Return the full listing exactly as it is written.

[Location labeling records]
======

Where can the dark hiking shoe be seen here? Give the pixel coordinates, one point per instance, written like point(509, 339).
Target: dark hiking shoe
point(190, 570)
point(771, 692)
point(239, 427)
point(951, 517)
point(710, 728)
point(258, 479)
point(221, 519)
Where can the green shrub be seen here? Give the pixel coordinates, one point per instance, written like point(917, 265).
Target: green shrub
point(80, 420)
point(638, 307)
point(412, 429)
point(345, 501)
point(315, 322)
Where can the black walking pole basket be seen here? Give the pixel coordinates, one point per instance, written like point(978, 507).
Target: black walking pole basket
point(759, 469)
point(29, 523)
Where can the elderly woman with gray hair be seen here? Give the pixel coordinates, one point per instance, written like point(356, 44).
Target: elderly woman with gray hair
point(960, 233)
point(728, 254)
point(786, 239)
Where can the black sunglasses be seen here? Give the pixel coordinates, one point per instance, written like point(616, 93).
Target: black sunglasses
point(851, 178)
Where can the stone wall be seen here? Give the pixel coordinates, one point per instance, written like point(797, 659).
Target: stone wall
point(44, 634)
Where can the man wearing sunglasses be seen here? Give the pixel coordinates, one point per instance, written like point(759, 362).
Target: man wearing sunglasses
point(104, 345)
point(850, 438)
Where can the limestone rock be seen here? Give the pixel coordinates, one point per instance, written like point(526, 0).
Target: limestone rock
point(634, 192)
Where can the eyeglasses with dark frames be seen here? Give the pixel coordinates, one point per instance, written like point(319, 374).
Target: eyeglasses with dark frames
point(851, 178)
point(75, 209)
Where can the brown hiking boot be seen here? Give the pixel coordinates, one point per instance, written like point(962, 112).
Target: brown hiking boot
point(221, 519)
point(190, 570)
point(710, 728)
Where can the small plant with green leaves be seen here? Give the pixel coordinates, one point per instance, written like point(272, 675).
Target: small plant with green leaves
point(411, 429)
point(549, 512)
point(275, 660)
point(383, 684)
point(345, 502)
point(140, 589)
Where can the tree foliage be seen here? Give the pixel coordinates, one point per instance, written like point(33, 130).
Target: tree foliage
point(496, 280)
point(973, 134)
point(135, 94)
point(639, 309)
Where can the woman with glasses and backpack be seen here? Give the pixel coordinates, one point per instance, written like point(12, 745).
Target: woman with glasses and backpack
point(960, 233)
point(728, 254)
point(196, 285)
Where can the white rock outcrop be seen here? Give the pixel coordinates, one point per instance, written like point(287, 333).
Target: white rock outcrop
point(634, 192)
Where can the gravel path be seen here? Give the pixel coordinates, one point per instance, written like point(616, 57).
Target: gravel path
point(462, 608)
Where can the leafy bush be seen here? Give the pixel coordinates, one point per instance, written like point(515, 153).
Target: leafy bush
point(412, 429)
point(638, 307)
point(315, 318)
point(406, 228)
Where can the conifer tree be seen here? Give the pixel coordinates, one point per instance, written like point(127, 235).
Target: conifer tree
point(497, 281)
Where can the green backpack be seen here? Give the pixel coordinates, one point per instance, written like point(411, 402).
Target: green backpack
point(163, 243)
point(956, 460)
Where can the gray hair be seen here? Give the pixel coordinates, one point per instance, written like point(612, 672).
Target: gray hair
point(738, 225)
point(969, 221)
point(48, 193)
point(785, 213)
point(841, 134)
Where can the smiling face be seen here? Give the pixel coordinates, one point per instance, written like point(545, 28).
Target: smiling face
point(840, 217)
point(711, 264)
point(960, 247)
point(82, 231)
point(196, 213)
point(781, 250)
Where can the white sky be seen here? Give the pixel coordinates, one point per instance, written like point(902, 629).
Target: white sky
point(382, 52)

======

Finished answer:
Where can the dark hiking shoe be seen here? Give the pixel coordinates, one point per instance, written like point(509, 339).
Target: dark hiking shoe
point(190, 570)
point(771, 692)
point(239, 427)
point(951, 517)
point(710, 728)
point(258, 479)
point(221, 519)
Where can the green shrub be seen here? Give the pixel coordinates, one point per instance, written like point(917, 265).
Target: green shrub
point(80, 420)
point(638, 307)
point(412, 429)
point(345, 501)
point(315, 322)
Where can the black walking pole basket be seen here? Give the pixel coordinates, one point per instance, written like point(978, 507).
Target: black walking pole basket
point(759, 469)
point(29, 523)
Where can the elderly woman with gray hair be seen here? Give the pixel coordinates, one point per instance, written like point(356, 44).
Target: elderly woman with gray hair
point(960, 233)
point(728, 254)
point(786, 239)
Where can the black sunglasses be seen here? Give the pixel coordinates, one point per instance, written like point(616, 93).
Target: black sunglasses
point(851, 178)
Where can the stone wall be seen here? Give the pixel coordinates, one point per instance, written like point(797, 659).
Target: stone wall
point(44, 634)
Where can the man wearing sunglasses be seen here? Give the pixel coordinates, one point per instance, written like point(759, 362).
Target: man wearing sunglasses
point(104, 345)
point(850, 438)
Where can the limestone rock be seen here? Give the pixel coordinates, one point per instance, written like point(526, 0).
Target: limestone rock
point(634, 192)
Where can the eyeglasses with dark frames be seen here? Give the pixel coordinates, one point per instance, written like point(319, 374).
Target: eyeglasses with dark frames
point(851, 178)
point(75, 209)
Where can the brown hiking boot be seen here? Give the pixel coordinates, one point per instance, written like point(962, 112).
Target: brown hiking boot
point(221, 519)
point(190, 570)
point(710, 728)
Where can the small plant with green leaves be seen here? Give the pixel coordinates, one point per instance, written like point(272, 675).
Target: small plant with green leaves
point(411, 429)
point(549, 512)
point(275, 660)
point(383, 684)
point(345, 502)
point(140, 589)
Where can the tree foliage be seen here? Give the pixel coordinates, one point per instance, written like point(33, 130).
Target: tree foliage
point(496, 280)
point(973, 134)
point(135, 94)
point(639, 309)
Where can the woman with glasses and backpack be seen here? Give the pixel coordinates, one point per instance, written like point(12, 745).
Target: woman with glasses and backpack
point(960, 233)
point(728, 254)
point(196, 285)
Where can the white rock outcrop be seen here? Give the pixel coordinates, one point per instance, written like point(287, 333).
Target: white rock outcrop
point(634, 192)
Where can the gravel path be seen here? Give the pixel coordinates, one point per instance, written like point(616, 57).
Target: gravel path
point(462, 608)
Where can the leafy bush be seen here? Give the pixel coordinates, one point per instance, written like point(515, 153).
Target: leafy bush
point(412, 429)
point(638, 307)
point(315, 318)
point(406, 228)
Where can the conifer tree be seen here? Give the pixel coordinates, one point per instance, written like point(127, 235).
Target: conifer tree
point(497, 281)
Where can the green backpack be seen here? Give the pixel coordinates, one point per instance, written like point(411, 402).
Target: green backpack
point(163, 243)
point(956, 460)
Where can the gray hair be seen here? Give the pixel coordinates, one point per instance, written like point(612, 672).
Target: gray hair
point(738, 225)
point(969, 221)
point(48, 193)
point(785, 213)
point(841, 134)
Where can the smiling face be seen here? Give the pixel coordinates, one point per instance, written like point(545, 28).
Target: smiling face
point(840, 217)
point(711, 264)
point(960, 247)
point(82, 231)
point(196, 213)
point(781, 250)
Where can the white sky be seen here? Give the pixel coordinates, one point per instance, written like point(902, 629).
Target: white sky
point(382, 52)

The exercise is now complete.